◆ BRIEF ◆
Can you swap "Visual Grounding" for "Object Localization" everywhere in the lines below and give them back with nothing else changed?

**** RECORD EXTRACTS

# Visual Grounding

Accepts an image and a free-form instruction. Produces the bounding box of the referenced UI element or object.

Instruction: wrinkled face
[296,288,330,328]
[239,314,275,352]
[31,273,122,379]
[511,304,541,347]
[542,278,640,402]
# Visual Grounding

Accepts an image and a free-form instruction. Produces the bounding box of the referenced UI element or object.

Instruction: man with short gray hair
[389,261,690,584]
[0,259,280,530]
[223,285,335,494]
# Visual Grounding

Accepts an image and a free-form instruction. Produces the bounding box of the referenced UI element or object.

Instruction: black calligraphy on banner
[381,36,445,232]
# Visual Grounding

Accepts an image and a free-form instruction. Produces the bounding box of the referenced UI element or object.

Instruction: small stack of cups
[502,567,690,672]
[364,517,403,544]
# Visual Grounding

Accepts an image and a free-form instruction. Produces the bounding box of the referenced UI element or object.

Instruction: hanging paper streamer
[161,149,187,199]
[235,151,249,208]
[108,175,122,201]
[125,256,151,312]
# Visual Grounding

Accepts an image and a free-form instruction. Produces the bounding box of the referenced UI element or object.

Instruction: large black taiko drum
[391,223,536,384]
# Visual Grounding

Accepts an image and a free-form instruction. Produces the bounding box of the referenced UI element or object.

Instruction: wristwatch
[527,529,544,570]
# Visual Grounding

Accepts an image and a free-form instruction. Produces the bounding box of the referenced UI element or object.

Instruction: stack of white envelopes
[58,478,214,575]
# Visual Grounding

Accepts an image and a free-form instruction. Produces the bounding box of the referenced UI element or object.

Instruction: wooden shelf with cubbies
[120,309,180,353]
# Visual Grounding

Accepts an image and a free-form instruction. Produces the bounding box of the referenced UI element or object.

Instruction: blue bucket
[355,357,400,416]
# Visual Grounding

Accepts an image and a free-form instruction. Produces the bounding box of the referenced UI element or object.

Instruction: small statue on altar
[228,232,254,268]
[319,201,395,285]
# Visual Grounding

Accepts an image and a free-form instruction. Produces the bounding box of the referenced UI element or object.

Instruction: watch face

********

◆ REPLY TO THE TASK ◆
# Object Localization

Accepts an image and a free-form instruction. Produces the bounding box of the referenced UI element or object.

Instruction: wrinkled face
[296,288,330,328]
[239,314,275,352]
[31,273,122,379]
[511,304,541,347]
[542,278,640,402]
# Object Localization

Accepts an image and a free-form instruction. Produces the bounding box of the referenced UI element or object.

Instruction: man with short gray hair
[389,261,690,584]
[0,259,280,530]
[223,285,335,494]
# Object Localization

Accepts an image and a free-form instruction. Produces the bounding box of the referenced UI element or object.

Instruction: black calligraphy on banner
[381,36,445,232]
# Object Localization

Accepts an image and a free-form instruction. Produces the bounding box of the referenced UI element or object.

Instruction: small stack of cups
[502,567,690,672]
[364,517,403,544]
# Object Localization

Accepts an image and a free-form instruction. Produces the bounding box of the referenced UI element or object.

Instruction: hanging paper streamer
[161,149,187,199]
[235,151,249,208]
[108,175,122,201]
[125,256,151,312]
# Object Localization

Accepts an image and a free-form instruction. Produces the bounding box of the referenced UI element or object.

Instruction: large black taiko drum
[391,223,536,384]
# Object Localization

Accepts an image and a free-form instruction. Produces the bounding box of the referenced UI element or object.

Instruction: wristwatch
[527,529,544,570]
# Object Localization

Accepts an image and a free-form instruction. Produces the bounding box of the referenced UI element or object.

Instruction: stack of white envelopes
[58,478,214,575]
# Object Localization

Accepts an image and a free-form instruction. Produces the bounding box of the referenced UI element or object.

Instruction: wooden shelf with cubbies
[120,309,180,353]
# Object Localization

Accepts an image and a free-form instruction. Produces the bounding box of the referenced UI element or object.

Instruction: blue bucket
[355,357,400,416]
# Object Localization

Accepts an image and a free-form instruction. Produces the bounding box of the referenced UI element or object.

Instruction: small statue on altar
[228,232,254,268]
[319,201,395,285]
# Object Localization

Accepts an image and a free-form instruction. Produces the bounding box of the referenced UI element or object.

Instruction: watch face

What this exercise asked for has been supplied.